Ausgewählter Auszug ::
____

Pfad 2 – der Weg zur Treibhausgasneutralität
Elektrifizierung von Thermoprozessen
In diesem Pfad wird von einer Elektrifizierung der Thermoprozesse in allen Gießereitypen ausgegangen. Dies hat bei Anlagen der Modellgießerei 1 (Heißwindkupolofen) oder 2b (Kaltwindkupolofen) die größten betrieblichen Veränderungen zur Folge. Die Schmelzaggregate in den anderen Modellgießereien werden vielfach bereits elektrisch betrieben. Der Switch von fossilen Energieträgern auf Strom betrifft weitere Gießereiprozesse, insbesondere die Erdgas-basierten Prozesse Wärmebehandlung und Pfannenvorwärmung.
In der Modellierung führt eine konsequente Umsetzung der Elektrifizierung aller Thermoprozesse zur vollständigen Treibhausgasneutralität der Branche. Hierbei wird die Elektrifizierung als Umstellung von fossilen Energieträgern (Koks, Erdgas) auf elektrischen Strom angenommen. Aufgrund der Verfügbarkeit der erforderlichen technischen Lösungen ist Pfad 2 für die meisten Gießereistandorte ein praktikabler Weg zur Dekarbonisierung.
Emissionsentwicklung und Energiebedarf
- Pfad 2 führt zur vollständigen Treibhausgasneutralität: Bis 2035 wird eine Senkung der Emissionen von 5,1 auf 0,9 Mio. t CO2 p.a. angenommen, 2045 liegen die CO2- Emissionen bei null.
- Der Gasbedarf sinkt im Vergleich zum Basisjahr 2020 bis 2035 um 60 Prozent, der Koksbedarf um 67 Prozent. Im Zeitraum 2036 bis 2045 werden nur noch geringe Mengen der Energieträger Koks und Erdgas verwendet und bis 2045 sind die fossilen Energieträger gänzlich durch Strom ersetzt.
- Demgegenüber steigt der Strombedarf bis 2045 um 58 Prozent auf 9,1 TWh.
Kostenentwicklung und Investitionsbedarf
- Pfad 2 ist aufgrund der in Deutschland sehr hohen Strompreise mit erheblichen Kosten verbunden.
- Der ermittelte Gesamtinvestitionsbedarf beträgt 6,4 Mrd. Euro, wobei der Investitionsschwerpunkt im Zeitraum von 2026 bis 2040 liegt.

____

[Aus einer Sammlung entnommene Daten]

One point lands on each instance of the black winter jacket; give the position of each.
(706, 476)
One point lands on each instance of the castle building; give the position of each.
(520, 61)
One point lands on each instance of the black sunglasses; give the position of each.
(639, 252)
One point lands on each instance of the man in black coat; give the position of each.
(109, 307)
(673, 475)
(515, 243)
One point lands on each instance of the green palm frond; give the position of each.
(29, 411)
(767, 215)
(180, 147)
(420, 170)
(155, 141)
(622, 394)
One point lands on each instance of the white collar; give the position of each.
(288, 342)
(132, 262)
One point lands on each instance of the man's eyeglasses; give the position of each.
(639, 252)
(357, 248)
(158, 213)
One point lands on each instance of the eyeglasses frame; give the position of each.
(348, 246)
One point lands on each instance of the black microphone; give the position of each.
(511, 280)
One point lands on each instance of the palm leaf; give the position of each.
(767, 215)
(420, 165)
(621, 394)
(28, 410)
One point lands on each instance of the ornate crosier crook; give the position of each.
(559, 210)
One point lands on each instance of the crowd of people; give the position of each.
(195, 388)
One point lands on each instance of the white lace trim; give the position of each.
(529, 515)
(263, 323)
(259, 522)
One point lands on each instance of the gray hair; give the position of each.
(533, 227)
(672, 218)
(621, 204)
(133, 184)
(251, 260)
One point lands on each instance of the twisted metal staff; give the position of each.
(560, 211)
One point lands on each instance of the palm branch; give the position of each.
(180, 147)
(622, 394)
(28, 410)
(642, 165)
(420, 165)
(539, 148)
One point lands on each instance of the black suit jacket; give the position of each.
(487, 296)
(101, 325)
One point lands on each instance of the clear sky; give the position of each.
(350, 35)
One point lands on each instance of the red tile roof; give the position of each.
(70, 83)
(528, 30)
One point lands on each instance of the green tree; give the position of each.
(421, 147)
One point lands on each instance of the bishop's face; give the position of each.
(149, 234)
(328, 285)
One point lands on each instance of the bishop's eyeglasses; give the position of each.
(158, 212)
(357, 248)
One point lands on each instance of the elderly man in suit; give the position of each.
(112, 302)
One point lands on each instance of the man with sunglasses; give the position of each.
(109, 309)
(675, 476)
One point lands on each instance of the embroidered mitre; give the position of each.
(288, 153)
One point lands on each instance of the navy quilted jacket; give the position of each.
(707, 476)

____

Auszuführende Aufgabe :: Schreiben Sie im Auszug zu Pfad 2 die Passage von „Emissionsentwicklung und Energiebedarf“ bis einschließlich „Emissionen bei null.“ neu und setzen Sie dabei „Entwicklung der Emissionen“ an die Stelle von „Emissionsentwicklung“. Die Einträge sind hierfür ohne Belang.

Ergebnis ::
Entwicklung der Emissionen und Energiebedarf
- Pfad 2 führt zur vollständigen Treibhausgasneutralität: Bis 2035 wird eine Senkung der Emissionen von 5,1 auf 0,9 Mio. t CO2 p.a. angenommen, 2045 liegen die CO2- Emissionen bei null.